TASK STATEMENT: Render every line of the items below as a Markdown table with two columns, Row and Line. Number the lines in order and leave out any blank ones.

DATASET:
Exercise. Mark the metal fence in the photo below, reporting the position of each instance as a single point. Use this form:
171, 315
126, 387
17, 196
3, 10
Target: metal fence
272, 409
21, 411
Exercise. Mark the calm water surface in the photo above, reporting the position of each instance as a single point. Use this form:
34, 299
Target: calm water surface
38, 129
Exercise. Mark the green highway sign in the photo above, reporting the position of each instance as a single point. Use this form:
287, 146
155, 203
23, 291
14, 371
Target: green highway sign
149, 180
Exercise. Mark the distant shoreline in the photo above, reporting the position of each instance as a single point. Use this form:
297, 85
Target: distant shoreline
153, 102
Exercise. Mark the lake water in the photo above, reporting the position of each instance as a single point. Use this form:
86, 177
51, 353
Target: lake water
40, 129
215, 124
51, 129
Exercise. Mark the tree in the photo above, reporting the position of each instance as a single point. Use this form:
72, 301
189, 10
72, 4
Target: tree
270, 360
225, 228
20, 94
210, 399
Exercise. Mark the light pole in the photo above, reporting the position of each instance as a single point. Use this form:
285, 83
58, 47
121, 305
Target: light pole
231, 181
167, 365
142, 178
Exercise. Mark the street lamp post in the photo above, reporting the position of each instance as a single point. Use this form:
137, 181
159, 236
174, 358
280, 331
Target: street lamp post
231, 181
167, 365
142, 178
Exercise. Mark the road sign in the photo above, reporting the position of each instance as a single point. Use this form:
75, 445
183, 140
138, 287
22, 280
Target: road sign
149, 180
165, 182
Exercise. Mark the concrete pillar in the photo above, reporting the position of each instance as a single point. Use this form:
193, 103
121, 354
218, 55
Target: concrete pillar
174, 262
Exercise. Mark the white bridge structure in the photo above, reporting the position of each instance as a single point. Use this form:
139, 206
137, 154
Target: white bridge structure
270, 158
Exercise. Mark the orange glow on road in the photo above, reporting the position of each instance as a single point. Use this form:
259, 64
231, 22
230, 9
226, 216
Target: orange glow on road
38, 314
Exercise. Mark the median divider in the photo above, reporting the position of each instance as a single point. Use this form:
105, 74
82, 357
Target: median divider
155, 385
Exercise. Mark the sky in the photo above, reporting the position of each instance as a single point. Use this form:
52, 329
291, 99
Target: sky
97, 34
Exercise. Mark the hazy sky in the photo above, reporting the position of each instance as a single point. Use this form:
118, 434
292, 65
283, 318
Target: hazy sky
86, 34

OUTPUT:
| Row | Line |
|---|---|
| 1 | Exercise. Mark the metal fence in the photo below, reporting the position of each instance as a single point. Use this form: |
| 2 | 171, 315 |
| 3 | 126, 387 |
| 4 | 17, 196 |
| 5 | 3, 10 |
| 6 | Target: metal fence |
| 7 | 272, 409 |
| 8 | 21, 411 |
| 9 | Exercise. Mark the calm water surface in the photo above, reporting the position of each instance as a single point. Use this form: |
| 10 | 34, 299 |
| 11 | Target: calm water surface |
| 12 | 38, 129 |
| 13 | Exercise. Mark the green highway sign in the photo above, reporting the position of each instance as a single point. Use this form: |
| 14 | 287, 146 |
| 15 | 155, 203 |
| 16 | 23, 291 |
| 17 | 14, 371 |
| 18 | Target: green highway sign |
| 19 | 149, 180 |
| 20 | Exercise. Mark the distant shoreline in the photo above, reporting the position of each instance as a single point. Use this form: |
| 21 | 297, 85 |
| 22 | Target: distant shoreline |
| 23 | 153, 102 |
| 24 | Exercise. Mark the lake water in the photo above, reporting the position of each instance as a single point. Use this form: |
| 25 | 86, 177 |
| 26 | 51, 353 |
| 27 | Target: lake water |
| 28 | 40, 129 |
| 29 | 215, 124 |
| 30 | 51, 129 |
| 31 | Exercise. Mark the tree in the photo above, reporting the position of each instance as a single point. Use this form: |
| 32 | 72, 301 |
| 33 | 189, 10 |
| 34 | 72, 4 |
| 35 | Target: tree |
| 36 | 270, 360 |
| 37 | 225, 228 |
| 38 | 20, 94 |
| 39 | 210, 399 |
| 40 | Exercise. Mark the light pole in the photo above, reporting the position of each instance as a single point. Use this form: |
| 41 | 285, 83 |
| 42 | 58, 47 |
| 43 | 121, 305 |
| 44 | Target: light pole |
| 45 | 231, 181 |
| 46 | 167, 365 |
| 47 | 142, 178 |
| 48 | Exercise. Mark the street lamp post in the photo above, reporting the position of each instance as a single point. Use this form: |
| 49 | 137, 181 |
| 50 | 159, 236 |
| 51 | 174, 358 |
| 52 | 280, 331 |
| 53 | Target: street lamp post |
| 54 | 231, 181 |
| 55 | 167, 365 |
| 56 | 142, 178 |
| 57 | Exercise. Mark the road sign in the photo above, reporting the position of each instance as a single point. Use this form: |
| 58 | 75, 445 |
| 59 | 183, 140 |
| 60 | 138, 287 |
| 61 | 22, 280 |
| 62 | Target: road sign |
| 63 | 149, 180 |
| 64 | 165, 182 |
| 65 | Exercise. Mark the concrete pillar in the photo above, reporting the position of each instance as a single point. Use this form: |
| 66 | 193, 103 |
| 67 | 121, 354 |
| 68 | 218, 55 |
| 69 | Target: concrete pillar |
| 70 | 174, 262 |
| 71 | Exercise. Mark the white bridge structure in the photo above, reporting the position of each instance as a single point. Use this form: |
| 72 | 139, 206 |
| 73 | 137, 154 |
| 74 | Target: white bridge structure |
| 75 | 270, 158 |
| 76 | Exercise. Mark the orange glow on road in the photo above, reporting the position of each instance as a single point. Use this form: |
| 77 | 259, 64 |
| 78 | 231, 22 |
| 79 | 230, 9 |
| 80 | 226, 216 |
| 81 | Target: orange glow on road |
| 82 | 38, 314 |
| 83 | Exercise. Mark the median divider in the photo above, reporting the position of each instance as a single point. Use this form: |
| 84 | 105, 74 |
| 85 | 82, 357 |
| 86 | Target: median divider |
| 87 | 155, 385 |
| 88 | Exercise. Mark the sky in the photo above, reporting the position of each instance as a single point. Use this form: |
| 89 | 52, 329 |
| 90 | 291, 99 |
| 91 | Target: sky |
| 92 | 97, 34 |
| 93 | Exercise. Mark the hazy sky in the photo above, reporting the position of each instance as a single point. Use this form: |
| 94 | 118, 434 |
| 95 | 292, 65 |
| 96 | 283, 318 |
| 97 | Target: hazy sky |
| 98 | 86, 34 |